EXERCISE AIM - Convert the data below into a two-column CSV with the headers instruction and response. Put each text and its answer on one row, wrap every field in double quotes, and replace line breaks with spaces.

EXTRACTED DATA -

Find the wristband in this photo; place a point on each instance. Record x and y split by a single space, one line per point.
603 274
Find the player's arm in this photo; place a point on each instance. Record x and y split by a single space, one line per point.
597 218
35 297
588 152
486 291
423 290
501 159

ANSWER FOR THE TASK -
instruction,response
"Find the wristband in this photo; place a point on each instance. Record x and y split by a single space, one line per point.","603 274"
"Find the player's arm in this photo; place a point on each instance. Record x and y split by a single space, one line per point.","597 218 35 297 588 152 486 291 423 290 501 159"